Exercise text below:
Warning: This article contains spoilers for "The Last of Us" Episode 7.

As "The Last of Us" heads into its final stretch, Episode 7 gives us an emotional look at Ellie's (Bella Ramsey) life before meeting Joel (Pedro Pascal). The episode functions as an extended flashback that follows the "Left Behind" DLC from the acclaimed video game, which also gives the episode its title.

The episode takes us back to several weeks before Ellie's first encounter with Joel, as she reunites with Riley (guest star Reid Storm), her best friend, for a night out at an abandoned mall. Though the night starts full of promise, with the two getting drunk, discovering the magic of escalators, and getting fatalities in "Mortal Kombat II," it is fated to end in tragedy. After sharing a kiss and convincing Riley not to leave the Boston Quarantine Zone behind, the two dance to music from Ellie's vintage Walkman in an old costume store. There, they are attacked by an Infected, who bites them both.

However, while the episode is mostly faithful to the video game material it draws from, that fateful Infected fight is notably different in one important way.

Ellie fights off a single Infected on the show rather than multiple

In the "Left Behind" DLC from "The Last of Us" video game, the encounter that leaves both Riley and Ellie with nasty Infected bites plays out rather differently than it does in Episode 7 of the HBO series. In the game, the two girls are attacked not by a single Infected but by many, leading them to barricade doors and run through the bowels of the mall while being chased by the horde.
End of Exercise text.
Reproduce everything in the Episode 7 article from "However, while the" down to "one important way.", word for word.
Given records below:
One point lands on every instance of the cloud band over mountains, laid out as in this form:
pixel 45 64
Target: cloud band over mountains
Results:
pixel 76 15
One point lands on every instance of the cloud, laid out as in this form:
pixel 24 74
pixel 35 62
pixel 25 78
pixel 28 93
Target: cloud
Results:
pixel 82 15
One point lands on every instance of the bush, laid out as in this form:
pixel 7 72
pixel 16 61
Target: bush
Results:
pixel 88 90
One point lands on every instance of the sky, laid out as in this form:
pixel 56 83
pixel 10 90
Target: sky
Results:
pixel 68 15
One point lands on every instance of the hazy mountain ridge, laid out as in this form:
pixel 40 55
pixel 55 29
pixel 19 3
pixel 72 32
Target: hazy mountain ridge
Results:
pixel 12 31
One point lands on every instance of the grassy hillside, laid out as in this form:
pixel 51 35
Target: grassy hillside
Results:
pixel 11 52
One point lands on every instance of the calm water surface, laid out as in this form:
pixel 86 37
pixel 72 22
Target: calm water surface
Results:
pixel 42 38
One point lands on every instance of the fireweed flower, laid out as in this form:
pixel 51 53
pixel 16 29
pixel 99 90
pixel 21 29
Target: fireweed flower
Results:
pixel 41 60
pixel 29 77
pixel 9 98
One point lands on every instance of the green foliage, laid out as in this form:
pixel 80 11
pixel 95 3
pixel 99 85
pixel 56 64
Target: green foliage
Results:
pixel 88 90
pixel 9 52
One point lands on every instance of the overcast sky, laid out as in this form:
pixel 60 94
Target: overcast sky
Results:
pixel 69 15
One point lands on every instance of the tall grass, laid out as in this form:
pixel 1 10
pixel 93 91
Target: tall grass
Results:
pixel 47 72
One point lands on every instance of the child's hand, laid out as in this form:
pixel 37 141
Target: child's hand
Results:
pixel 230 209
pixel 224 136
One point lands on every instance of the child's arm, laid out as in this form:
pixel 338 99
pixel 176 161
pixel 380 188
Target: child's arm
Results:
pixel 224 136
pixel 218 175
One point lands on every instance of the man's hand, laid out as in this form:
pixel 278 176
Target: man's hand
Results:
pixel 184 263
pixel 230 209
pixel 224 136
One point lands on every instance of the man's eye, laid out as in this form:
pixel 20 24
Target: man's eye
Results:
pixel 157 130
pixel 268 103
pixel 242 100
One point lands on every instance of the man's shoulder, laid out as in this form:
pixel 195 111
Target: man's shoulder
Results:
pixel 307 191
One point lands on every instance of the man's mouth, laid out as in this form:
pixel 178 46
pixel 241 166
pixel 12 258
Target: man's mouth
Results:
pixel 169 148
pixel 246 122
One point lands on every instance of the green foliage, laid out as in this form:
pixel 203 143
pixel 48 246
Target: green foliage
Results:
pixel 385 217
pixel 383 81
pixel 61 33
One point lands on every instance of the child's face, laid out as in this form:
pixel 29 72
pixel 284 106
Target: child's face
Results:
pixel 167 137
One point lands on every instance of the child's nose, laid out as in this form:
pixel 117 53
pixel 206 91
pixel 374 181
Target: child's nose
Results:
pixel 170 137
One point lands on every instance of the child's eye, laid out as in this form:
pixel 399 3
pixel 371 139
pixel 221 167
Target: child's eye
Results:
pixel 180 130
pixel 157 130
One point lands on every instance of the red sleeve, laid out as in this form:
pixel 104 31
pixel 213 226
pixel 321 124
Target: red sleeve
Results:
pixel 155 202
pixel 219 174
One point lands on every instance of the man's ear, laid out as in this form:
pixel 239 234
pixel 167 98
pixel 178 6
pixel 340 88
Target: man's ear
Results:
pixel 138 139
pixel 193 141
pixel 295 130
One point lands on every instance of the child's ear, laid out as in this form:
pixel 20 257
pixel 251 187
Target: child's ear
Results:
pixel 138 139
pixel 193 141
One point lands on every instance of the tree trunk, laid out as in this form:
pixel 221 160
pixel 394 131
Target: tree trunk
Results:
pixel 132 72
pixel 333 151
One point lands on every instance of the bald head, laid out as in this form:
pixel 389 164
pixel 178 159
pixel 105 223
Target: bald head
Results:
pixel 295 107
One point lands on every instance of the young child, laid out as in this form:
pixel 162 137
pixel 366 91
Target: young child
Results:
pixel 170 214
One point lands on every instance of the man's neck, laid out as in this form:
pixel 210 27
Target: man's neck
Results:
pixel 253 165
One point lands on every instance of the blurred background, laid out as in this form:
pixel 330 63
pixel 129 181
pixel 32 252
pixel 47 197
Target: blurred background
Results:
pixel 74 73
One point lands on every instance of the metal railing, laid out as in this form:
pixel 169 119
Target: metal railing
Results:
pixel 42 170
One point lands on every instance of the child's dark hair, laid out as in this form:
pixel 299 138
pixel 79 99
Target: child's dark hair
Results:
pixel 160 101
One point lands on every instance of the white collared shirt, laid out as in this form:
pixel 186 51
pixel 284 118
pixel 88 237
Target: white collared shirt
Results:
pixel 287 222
End of Given records.
> [Solved problem]
However, while the episode is mostly faithful to the video game material it draws from, that fateful Infected fight is notably different in one important way.